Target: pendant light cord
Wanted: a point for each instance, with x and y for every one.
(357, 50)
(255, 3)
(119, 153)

* [What is being asked]:
Copy out every line of the items above without changes, except that each x and y coordinate in the points is offset by 60.

* [Full response]:
Target: pendant light cord
Wanted: a point for each instance, with x and y for every one.
(417, 110)
(315, 63)
(179, 213)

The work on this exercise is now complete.